Given request
The lines to extract begin at the one containing "[pin] paving brick" and run to the end of the listing; set them down exactly and alone.
━━━━
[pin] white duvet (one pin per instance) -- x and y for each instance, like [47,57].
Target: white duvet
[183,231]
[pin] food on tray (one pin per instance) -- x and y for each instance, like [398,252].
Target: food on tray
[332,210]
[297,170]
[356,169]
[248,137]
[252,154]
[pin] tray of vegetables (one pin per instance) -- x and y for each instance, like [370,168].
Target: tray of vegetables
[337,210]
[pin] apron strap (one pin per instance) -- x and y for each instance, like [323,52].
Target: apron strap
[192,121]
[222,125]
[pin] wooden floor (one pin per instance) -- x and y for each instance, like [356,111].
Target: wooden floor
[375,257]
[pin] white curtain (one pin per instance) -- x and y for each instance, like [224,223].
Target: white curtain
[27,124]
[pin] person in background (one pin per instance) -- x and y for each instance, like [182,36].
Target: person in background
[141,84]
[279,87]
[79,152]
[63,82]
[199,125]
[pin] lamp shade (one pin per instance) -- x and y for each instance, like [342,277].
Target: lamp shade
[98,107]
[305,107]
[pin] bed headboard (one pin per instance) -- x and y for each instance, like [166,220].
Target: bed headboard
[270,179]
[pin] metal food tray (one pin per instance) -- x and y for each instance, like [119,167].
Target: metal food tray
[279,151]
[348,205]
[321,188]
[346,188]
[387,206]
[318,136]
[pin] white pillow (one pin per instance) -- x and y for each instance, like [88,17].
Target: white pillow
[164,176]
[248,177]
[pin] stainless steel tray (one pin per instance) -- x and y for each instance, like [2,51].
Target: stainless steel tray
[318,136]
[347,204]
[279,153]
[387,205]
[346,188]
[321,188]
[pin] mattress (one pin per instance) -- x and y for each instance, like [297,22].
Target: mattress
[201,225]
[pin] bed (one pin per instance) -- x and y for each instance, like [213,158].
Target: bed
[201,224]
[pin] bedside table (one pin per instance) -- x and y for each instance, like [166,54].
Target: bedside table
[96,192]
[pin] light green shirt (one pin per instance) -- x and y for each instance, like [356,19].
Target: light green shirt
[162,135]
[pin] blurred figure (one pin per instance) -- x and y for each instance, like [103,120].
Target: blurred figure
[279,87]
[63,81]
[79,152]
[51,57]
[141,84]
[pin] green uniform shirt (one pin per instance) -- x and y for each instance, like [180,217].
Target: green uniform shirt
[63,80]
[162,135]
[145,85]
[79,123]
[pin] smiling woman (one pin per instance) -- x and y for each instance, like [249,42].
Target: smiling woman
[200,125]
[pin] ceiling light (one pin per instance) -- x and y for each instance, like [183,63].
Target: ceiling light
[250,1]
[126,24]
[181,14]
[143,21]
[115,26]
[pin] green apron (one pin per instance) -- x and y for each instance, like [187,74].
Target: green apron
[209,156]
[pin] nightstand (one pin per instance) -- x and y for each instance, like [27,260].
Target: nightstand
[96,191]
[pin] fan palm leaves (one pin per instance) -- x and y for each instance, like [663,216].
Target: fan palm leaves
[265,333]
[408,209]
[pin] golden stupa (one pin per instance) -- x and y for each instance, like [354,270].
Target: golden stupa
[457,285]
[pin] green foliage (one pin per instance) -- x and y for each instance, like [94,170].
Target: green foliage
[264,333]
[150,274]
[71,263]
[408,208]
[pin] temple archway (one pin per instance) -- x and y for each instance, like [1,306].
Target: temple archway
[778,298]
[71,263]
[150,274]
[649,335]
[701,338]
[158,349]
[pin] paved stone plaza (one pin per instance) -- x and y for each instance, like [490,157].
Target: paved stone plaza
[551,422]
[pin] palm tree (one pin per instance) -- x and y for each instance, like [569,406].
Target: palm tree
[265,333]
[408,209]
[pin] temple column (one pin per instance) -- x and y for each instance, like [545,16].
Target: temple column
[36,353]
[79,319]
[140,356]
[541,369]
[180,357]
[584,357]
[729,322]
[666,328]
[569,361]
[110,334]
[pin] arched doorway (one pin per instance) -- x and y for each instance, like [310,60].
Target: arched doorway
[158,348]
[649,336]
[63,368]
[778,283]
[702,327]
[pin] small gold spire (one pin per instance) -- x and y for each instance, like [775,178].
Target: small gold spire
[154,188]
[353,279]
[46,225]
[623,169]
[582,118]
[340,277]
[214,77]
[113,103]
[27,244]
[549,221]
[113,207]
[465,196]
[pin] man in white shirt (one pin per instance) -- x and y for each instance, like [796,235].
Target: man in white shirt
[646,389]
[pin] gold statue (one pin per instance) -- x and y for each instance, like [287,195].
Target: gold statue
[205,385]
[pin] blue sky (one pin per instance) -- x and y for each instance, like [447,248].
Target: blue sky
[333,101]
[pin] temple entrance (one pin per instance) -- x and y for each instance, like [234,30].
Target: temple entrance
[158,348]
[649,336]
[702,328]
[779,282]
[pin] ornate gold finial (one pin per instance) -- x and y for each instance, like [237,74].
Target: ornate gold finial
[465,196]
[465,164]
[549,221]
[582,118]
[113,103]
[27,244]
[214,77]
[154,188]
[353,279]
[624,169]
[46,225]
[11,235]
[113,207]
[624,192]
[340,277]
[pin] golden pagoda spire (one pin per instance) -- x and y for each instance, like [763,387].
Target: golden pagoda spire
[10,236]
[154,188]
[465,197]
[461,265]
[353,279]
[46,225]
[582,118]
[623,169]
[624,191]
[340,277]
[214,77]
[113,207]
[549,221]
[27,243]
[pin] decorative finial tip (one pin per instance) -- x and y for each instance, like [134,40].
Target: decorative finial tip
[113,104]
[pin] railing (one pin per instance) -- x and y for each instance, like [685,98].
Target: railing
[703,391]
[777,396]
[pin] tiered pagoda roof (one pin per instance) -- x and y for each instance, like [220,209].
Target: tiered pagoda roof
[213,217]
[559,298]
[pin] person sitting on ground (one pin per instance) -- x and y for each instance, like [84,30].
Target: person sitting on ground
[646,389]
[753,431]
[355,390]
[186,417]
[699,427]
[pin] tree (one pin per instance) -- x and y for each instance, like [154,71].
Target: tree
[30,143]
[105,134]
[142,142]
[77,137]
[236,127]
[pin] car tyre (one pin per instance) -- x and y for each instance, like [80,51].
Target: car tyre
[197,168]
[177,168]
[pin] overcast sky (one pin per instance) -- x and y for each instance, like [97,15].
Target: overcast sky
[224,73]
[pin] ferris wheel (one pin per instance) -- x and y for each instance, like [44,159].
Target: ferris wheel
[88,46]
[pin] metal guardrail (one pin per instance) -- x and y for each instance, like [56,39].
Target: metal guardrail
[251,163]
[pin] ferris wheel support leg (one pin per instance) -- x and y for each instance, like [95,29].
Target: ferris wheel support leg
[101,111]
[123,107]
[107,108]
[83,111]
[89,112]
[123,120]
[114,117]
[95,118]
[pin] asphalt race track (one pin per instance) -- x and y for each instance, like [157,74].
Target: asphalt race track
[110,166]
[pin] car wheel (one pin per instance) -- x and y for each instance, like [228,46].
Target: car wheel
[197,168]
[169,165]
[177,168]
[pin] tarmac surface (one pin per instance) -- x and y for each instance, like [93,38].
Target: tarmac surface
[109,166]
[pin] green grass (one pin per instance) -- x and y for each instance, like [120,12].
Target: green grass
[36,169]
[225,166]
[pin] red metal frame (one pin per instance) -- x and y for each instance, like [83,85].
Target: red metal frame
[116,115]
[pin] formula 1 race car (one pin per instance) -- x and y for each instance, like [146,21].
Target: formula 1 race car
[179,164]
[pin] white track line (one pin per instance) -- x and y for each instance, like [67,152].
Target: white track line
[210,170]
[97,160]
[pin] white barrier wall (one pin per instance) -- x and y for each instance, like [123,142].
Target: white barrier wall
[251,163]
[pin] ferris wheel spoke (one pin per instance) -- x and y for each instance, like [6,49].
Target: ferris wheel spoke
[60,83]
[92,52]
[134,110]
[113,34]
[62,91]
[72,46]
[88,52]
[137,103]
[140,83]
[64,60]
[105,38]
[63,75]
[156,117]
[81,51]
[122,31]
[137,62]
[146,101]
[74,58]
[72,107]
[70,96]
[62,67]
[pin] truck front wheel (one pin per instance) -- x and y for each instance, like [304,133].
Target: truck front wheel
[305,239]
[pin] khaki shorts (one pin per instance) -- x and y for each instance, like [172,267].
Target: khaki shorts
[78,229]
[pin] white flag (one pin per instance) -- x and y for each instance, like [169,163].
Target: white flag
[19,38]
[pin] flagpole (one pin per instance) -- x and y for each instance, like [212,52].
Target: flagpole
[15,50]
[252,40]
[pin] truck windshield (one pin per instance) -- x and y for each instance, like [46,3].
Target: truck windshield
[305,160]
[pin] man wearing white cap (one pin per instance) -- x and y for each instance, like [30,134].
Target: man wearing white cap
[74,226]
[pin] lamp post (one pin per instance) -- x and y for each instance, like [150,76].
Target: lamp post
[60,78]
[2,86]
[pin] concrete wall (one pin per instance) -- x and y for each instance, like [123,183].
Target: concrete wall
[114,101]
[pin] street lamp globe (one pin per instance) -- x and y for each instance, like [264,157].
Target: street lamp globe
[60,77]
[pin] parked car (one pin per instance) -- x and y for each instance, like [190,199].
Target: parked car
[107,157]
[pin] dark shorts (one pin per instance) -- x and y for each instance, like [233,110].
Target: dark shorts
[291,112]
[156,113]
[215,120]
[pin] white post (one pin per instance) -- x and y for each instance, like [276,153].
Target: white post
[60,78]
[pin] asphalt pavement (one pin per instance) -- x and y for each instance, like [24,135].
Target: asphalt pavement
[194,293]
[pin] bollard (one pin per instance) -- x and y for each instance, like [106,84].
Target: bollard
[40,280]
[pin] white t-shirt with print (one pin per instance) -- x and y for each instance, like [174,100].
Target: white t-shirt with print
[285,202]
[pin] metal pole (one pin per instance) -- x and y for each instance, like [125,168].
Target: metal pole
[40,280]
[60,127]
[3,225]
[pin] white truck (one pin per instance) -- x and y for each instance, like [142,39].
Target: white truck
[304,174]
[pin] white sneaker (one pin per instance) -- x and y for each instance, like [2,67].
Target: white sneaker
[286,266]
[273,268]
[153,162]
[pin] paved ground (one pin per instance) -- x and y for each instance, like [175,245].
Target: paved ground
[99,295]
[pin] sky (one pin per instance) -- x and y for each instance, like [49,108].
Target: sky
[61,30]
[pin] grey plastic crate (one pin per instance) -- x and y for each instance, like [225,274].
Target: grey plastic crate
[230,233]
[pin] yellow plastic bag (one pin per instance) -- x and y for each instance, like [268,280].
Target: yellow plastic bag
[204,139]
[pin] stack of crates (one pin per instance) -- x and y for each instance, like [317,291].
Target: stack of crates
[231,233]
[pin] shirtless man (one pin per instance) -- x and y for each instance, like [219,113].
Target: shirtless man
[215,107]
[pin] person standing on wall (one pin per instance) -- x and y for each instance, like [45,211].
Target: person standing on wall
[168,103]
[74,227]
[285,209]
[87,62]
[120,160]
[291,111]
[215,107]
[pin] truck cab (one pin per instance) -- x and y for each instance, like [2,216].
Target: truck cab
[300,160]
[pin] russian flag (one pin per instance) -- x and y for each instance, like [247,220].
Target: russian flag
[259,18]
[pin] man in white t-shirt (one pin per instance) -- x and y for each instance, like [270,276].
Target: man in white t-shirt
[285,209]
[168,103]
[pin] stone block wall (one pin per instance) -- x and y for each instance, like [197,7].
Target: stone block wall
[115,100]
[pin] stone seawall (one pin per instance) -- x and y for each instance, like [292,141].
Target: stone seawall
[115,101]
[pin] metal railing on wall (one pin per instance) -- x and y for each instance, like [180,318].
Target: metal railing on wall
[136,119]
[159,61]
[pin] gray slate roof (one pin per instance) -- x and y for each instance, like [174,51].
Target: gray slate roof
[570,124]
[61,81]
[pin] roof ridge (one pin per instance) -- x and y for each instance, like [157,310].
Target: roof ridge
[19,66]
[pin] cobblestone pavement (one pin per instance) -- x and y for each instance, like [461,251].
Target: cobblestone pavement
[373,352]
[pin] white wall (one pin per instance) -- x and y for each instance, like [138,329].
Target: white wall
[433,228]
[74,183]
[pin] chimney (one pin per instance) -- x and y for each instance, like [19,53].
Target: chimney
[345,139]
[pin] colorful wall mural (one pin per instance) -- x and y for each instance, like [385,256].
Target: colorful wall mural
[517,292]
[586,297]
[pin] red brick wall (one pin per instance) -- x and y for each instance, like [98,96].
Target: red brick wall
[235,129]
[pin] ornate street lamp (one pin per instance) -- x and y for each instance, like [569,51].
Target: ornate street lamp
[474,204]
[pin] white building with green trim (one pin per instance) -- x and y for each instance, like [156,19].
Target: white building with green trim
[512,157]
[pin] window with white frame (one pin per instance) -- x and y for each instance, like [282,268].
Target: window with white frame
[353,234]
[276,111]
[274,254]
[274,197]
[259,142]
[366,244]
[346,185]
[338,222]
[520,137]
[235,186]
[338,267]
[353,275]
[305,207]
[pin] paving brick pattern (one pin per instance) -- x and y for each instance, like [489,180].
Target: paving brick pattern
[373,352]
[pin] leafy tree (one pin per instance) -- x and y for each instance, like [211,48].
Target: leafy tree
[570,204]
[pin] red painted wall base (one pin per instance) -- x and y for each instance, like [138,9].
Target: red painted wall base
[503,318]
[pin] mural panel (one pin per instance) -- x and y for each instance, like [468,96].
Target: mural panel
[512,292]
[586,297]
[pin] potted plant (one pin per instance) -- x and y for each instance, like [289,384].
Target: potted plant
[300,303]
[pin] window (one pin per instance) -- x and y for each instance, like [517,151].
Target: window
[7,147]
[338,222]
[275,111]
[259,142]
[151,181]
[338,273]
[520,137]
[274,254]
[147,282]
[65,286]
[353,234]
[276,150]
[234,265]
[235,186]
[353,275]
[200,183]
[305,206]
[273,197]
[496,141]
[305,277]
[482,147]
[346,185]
━━━━
Solution to this problem
[pin] paving brick pattern (one pin per instance) -- x and y for each instance, like [489,180].
Target: paving brick pattern
[373,352]
[pin] leafy tree (one pin per instance) -- x and y for each instance, like [211,48].
Target: leafy tree
[570,204]
[pin] red painted wall base (one pin per instance) -- x and y for each instance, like [138,9].
Target: red painted wall base
[503,318]
[pin] mural panel (one pin per instance) -- x and y for each instance, like [468,96].
Target: mural panel
[512,292]
[586,297]
[pin] potted plant (one pin per instance) -- x and y for each instance, like [289,384].
Target: potted plant
[300,303]
[pin] window (one pin per instance) -- x and y for each instance, like [517,151].
Target: window
[7,147]
[338,222]
[275,111]
[259,142]
[151,181]
[338,273]
[520,137]
[274,254]
[147,282]
[65,286]
[353,234]
[276,150]
[234,265]
[235,186]
[353,275]
[200,183]
[305,206]
[273,197]
[496,141]
[305,277]
[482,147]
[346,185]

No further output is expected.